▸ Work item A
Copy out the passage on God and suffering word for word, from "The God I know" to "of the world.".
▸ Work item B
In the passage on God and suffering, the sentence beginning "In Jesus I have" lists things the writer has done. Name each of them.
▸ Work item C
Answer these questions from the passage on God and suffering.
(i) By what title is our Lord known?
(ii) In the closing quotation, what does the accident remain as a chapter?
(iii) What does the whole of the speaker's life appear to be becoming?

God makes all the difference. And Jesus Christ is the human face of God. Our Lord is known as the “suffering servant”. Sittser writes: “The sovereign God came in Jesus Christ to suffer with us and to suffer for us. He descended deeper into the pit than we will ever know. His sovereignty did not protect him from loss. If anything, it led him to suffer loss for our sake. God is therefore not simply some distant being who controls the world by a mysterious power. God came all the way to us and lived among us.”
The God I know has experienced pain and therefore understands my pain. In Jesus I have felt God’s tears, trembled before his death on the cross, and witnessed the redemptive power of his suffering. The Incarnation means that God cares so much that he chose to become human and suffer loss, though he never had to. I have grieved long and hard and intensely. But I have found comfort knowing that the sovereign God, who is in control of everything, is the same God who has experienced the pain I live with every day. No matter how deep the pit into which I descend, I keep finding God there. He is not aloof from my suffering but draws near to me when I suffer. He is vulnerable to pain, quick to shed tears, and acquainted with grief. God is a suffering Sovereign who feels the sorrow of the world.
Let me close with his final words: “The accident remains now, as it always has been, a horrible experience that did great damage to us and to so many others. It was and will remain a very bad chapter. But the whole of my life is becoming what appears to be a very good book.”
2 Replies to “Suffering and Worldviews”

▸ Dataset excerpts
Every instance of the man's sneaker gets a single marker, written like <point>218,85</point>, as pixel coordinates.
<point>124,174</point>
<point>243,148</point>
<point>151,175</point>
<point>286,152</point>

▸ Exercise result A
The God I know has experienced pain and therefore understands my pain. In Jesus I have felt God’s tears, trembled before his death on the cross, and witnessed the redemptive power of his suffering. The Incarnation means that God cares so much that he chose to become human and suffer loss, though he never had to. I have grieved long and hard and intensely. But I have found comfort knowing that the sovereign God, who is in control of everything, is the same God who has experienced the pain I live with every day. No matter how deep the pit into which I descend, I keep finding God there. He is not aloof from my suffering but draws near to me when I suffer. He is vulnerable to pain, quick to shed tears, and acquainted with grief. God is a suffering Sovereign who feels the sorrow of the world.

▸ Exercise result B
- felt God's tears
- trembled before his death on the cross
- witnessed the redemptive power of his suffering

▸ Exercise result C
(i) The "suffering servant"
(ii) A very bad chapter
(iii) A very good book